◆ **Work to complete**:
The records are to be restated in their entirety, word for word.

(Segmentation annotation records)
::::::::::

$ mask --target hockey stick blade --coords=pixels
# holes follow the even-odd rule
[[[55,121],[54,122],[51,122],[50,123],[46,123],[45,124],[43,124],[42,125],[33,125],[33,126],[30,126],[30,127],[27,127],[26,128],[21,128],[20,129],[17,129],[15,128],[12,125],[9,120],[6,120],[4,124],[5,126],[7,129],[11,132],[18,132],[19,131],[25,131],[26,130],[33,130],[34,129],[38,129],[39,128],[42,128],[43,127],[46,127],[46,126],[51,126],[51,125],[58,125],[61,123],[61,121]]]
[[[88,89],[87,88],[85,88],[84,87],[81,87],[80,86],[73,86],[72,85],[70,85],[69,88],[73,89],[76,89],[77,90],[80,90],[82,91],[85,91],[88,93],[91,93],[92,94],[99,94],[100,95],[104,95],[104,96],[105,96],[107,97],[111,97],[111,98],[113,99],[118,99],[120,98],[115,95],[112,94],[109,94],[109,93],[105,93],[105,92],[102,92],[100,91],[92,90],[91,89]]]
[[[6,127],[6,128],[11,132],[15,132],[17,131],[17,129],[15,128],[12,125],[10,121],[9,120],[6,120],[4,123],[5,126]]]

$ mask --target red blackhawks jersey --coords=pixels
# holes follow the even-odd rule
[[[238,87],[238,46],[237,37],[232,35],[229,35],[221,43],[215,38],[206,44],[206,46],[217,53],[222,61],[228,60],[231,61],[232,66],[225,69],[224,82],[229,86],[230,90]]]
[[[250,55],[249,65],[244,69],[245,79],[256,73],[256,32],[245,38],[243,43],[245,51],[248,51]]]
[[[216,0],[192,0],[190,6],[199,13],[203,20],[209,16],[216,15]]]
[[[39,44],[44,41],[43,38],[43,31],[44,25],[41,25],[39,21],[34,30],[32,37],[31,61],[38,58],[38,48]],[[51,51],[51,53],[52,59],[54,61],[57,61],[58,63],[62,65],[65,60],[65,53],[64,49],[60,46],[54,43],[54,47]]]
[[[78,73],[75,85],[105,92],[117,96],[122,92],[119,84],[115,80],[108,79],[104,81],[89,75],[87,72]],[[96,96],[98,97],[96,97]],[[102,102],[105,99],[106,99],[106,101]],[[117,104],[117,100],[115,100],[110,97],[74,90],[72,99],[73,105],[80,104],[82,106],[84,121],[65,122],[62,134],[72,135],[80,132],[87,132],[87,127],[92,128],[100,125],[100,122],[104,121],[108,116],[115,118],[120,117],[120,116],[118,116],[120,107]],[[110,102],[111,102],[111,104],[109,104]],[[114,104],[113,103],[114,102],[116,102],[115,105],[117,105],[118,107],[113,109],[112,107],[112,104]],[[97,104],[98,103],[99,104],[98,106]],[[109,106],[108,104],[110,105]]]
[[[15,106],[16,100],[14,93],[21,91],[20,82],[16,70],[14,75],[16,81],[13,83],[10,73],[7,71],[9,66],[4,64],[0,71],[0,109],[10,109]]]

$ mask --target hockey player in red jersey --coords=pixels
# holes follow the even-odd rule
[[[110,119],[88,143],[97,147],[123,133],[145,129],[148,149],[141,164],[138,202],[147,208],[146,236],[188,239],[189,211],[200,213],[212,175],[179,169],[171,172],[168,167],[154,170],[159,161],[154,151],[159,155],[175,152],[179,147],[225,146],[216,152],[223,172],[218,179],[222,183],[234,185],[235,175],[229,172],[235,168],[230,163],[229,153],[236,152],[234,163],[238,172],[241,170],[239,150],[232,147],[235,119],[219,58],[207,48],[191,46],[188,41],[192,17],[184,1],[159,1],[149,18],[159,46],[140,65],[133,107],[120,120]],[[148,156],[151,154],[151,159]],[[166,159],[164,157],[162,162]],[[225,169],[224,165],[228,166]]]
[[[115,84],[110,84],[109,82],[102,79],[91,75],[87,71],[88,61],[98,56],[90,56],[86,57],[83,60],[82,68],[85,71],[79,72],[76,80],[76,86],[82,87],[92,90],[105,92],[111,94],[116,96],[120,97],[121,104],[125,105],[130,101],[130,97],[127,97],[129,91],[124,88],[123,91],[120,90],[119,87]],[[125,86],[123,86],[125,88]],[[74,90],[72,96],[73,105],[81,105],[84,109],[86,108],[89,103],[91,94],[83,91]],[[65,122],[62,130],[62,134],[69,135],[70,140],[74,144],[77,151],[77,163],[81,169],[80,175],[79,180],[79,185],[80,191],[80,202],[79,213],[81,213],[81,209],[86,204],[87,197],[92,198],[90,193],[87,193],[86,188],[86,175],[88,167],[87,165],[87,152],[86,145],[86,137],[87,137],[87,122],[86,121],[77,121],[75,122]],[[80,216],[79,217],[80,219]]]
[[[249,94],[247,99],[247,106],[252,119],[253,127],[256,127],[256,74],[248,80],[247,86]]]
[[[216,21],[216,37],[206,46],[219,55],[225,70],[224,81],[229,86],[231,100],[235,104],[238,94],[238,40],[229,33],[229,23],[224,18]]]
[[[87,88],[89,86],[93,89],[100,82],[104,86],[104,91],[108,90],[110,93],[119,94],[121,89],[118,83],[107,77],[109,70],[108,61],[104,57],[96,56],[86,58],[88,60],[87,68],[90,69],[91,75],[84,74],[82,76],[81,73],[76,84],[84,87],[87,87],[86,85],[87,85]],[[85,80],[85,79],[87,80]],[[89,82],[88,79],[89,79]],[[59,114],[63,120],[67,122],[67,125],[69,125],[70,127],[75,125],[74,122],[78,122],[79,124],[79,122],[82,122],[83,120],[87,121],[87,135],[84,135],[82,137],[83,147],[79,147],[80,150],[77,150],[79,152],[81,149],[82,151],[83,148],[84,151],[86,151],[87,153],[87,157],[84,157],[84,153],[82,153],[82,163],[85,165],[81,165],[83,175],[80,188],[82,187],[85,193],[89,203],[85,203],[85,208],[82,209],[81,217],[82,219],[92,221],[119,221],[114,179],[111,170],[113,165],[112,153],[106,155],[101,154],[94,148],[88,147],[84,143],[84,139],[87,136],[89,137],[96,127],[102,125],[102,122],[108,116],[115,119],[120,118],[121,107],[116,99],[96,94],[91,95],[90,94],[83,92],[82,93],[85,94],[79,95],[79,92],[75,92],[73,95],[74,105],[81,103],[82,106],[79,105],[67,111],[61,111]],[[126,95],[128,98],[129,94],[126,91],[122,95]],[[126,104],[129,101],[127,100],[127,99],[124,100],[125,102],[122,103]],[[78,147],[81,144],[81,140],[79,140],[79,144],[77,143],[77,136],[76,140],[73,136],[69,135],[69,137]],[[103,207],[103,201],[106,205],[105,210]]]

::::::::::

◆ **Response to this exercise**:
$ mask --target hockey stick blade --coords=pixels
# holes follow the even-odd rule
[[[55,121],[54,122],[51,122],[50,123],[46,123],[45,124],[43,124],[42,125],[33,125],[33,126],[30,126],[30,127],[27,127],[26,128],[21,128],[20,129],[17,129],[15,128],[12,125],[9,120],[6,120],[4,124],[5,126],[7,129],[11,132],[18,132],[19,131],[25,131],[26,130],[33,130],[34,129],[38,129],[39,128],[42,128],[43,127],[46,127],[46,126],[51,126],[51,125],[58,125],[61,123],[61,121]]]
[[[88,89],[87,88],[85,88],[84,87],[81,87],[80,86],[73,86],[72,85],[70,85],[69,88],[73,89],[76,89],[77,90],[80,90],[82,91],[85,91],[88,93],[91,93],[92,94],[99,94],[100,95],[104,95],[104,96],[105,96],[107,97],[111,97],[111,98],[113,99],[118,99],[120,98],[115,95],[112,94],[109,94],[109,93],[105,93],[105,92],[102,92],[100,91],[92,90],[91,89]]]
[[[6,127],[6,128],[11,132],[15,132],[17,131],[17,129],[15,128],[12,125],[10,121],[9,120],[6,120],[4,123],[5,126]]]

$ mask --target red blackhawks jersey --coords=pixels
# holes follow the even-odd rule
[[[238,87],[238,46],[237,37],[232,35],[229,35],[221,43],[215,38],[206,44],[206,46],[217,53],[222,61],[228,60],[231,61],[232,66],[225,69],[224,82],[229,86],[230,90]]]
[[[250,55],[249,65],[244,69],[245,79],[256,73],[256,32],[245,38],[243,43],[245,51],[248,51]]]
[[[216,0],[192,0],[190,6],[199,13],[203,20],[209,16],[216,15]]]
[[[39,44],[44,41],[43,38],[43,31],[44,25],[41,25],[39,21],[34,30],[32,37],[31,61],[38,58],[38,48]],[[51,51],[51,53],[52,59],[54,61],[57,61],[58,63],[62,65],[65,60],[65,53],[64,49],[60,46],[54,43],[54,47]]]
[[[78,73],[75,85],[105,92],[117,96],[122,92],[119,84],[115,80],[108,79],[104,81],[89,75],[87,72]],[[96,96],[98,97],[96,97]],[[102,102],[105,99],[106,99],[106,101]],[[117,104],[117,100],[115,100],[110,97],[74,90],[72,99],[73,105],[80,104],[82,106],[84,121],[65,122],[62,134],[72,135],[80,132],[87,132],[87,127],[92,128],[100,125],[100,122],[104,121],[108,116],[115,118],[120,117],[120,116],[118,116],[120,107]],[[110,102],[111,102],[111,104],[109,104]],[[114,104],[113,103],[114,102],[116,102],[115,105],[117,105],[118,107],[113,109],[112,107],[112,104]],[[97,104],[98,103],[99,104],[98,106]],[[109,106],[108,104],[110,105]]]
[[[15,106],[16,100],[14,93],[21,91],[20,82],[16,70],[14,75],[16,81],[13,83],[10,73],[7,71],[9,66],[4,64],[0,71],[0,109],[10,109]]]

$ mask --target hockey player in red jersey --coords=pixels
# holes follow the even-odd rule
[[[110,119],[88,143],[97,147],[123,133],[145,129],[148,149],[141,164],[138,202],[147,208],[146,236],[188,239],[189,211],[200,213],[212,175],[179,169],[171,172],[168,167],[154,170],[159,161],[154,151],[159,155],[175,152],[179,147],[225,146],[216,152],[223,172],[218,179],[222,183],[234,185],[235,175],[229,172],[235,168],[230,163],[229,153],[236,152],[234,163],[238,172],[241,170],[239,150],[232,147],[235,119],[219,58],[207,48],[191,46],[188,41],[192,17],[184,1],[159,1],[149,18],[159,46],[140,65],[133,107],[120,120]],[[148,156],[151,154],[151,159]],[[166,159],[164,157],[162,162]],[[225,169],[224,165],[228,166]]]
[[[115,84],[110,84],[109,82],[102,79],[91,75],[87,71],[88,61],[98,56],[90,56],[86,57],[83,60],[82,68],[85,71],[79,72],[76,80],[76,86],[82,87],[92,90],[105,92],[111,94],[116,96],[120,97],[121,104],[125,105],[130,101],[130,97],[127,97],[129,91],[124,88],[123,91],[120,90],[119,87]],[[125,86],[123,86],[125,88]],[[74,90],[72,96],[73,105],[81,105],[84,109],[86,108],[89,103],[91,94],[83,91]],[[65,122],[62,130],[62,134],[69,135],[70,140],[74,144],[77,151],[77,163],[81,169],[80,175],[79,180],[79,185],[80,191],[80,202],[79,213],[81,213],[81,209],[86,204],[87,197],[92,198],[90,193],[87,193],[86,188],[86,175],[88,167],[87,165],[87,152],[86,145],[86,137],[87,137],[87,122],[86,121],[77,121],[75,122]],[[80,216],[79,217],[80,219]]]
[[[249,94],[247,99],[247,106],[252,119],[253,127],[256,127],[256,74],[248,80],[247,86]]]
[[[216,21],[216,37],[206,46],[219,55],[225,70],[224,81],[229,86],[231,100],[235,104],[238,94],[238,40],[229,33],[229,23],[224,18]]]
[[[87,88],[89,86],[93,89],[100,82],[104,86],[104,91],[108,90],[110,93],[119,94],[121,89],[118,83],[107,77],[109,70],[108,61],[104,57],[96,56],[86,58],[88,60],[87,68],[90,69],[91,75],[84,74],[82,76],[81,73],[76,84],[84,87],[87,87],[86,85],[87,85]],[[85,80],[85,79],[87,80]],[[89,82],[88,79],[89,79]],[[59,114],[63,120],[67,122],[67,125],[69,125],[70,127],[75,125],[74,122],[78,122],[79,124],[79,122],[82,122],[83,120],[87,121],[87,135],[84,135],[82,137],[83,147],[79,147],[80,150],[77,150],[79,152],[81,149],[82,151],[83,148],[84,151],[86,151],[87,153],[87,157],[84,157],[84,153],[82,153],[82,163],[85,165],[81,165],[83,175],[80,188],[82,187],[85,193],[89,203],[85,203],[85,208],[82,209],[81,217],[82,219],[92,221],[119,221],[114,179],[111,170],[113,165],[112,153],[106,155],[101,154],[94,148],[88,147],[84,143],[84,139],[87,136],[89,137],[96,127],[102,125],[102,122],[108,116],[115,119],[120,118],[121,107],[116,99],[96,94],[91,95],[90,94],[83,92],[82,93],[85,94],[79,95],[79,92],[75,92],[73,95],[74,105],[81,103],[82,106],[79,105],[67,111],[61,111]],[[126,95],[128,98],[129,94],[126,91],[122,95]],[[126,104],[129,101],[127,100],[127,99],[124,100],[125,102],[122,103]],[[78,147],[81,144],[81,140],[79,140],[79,144],[77,143],[77,136],[76,140],[73,136],[69,135],[69,137]],[[103,207],[103,201],[106,205],[105,210]]]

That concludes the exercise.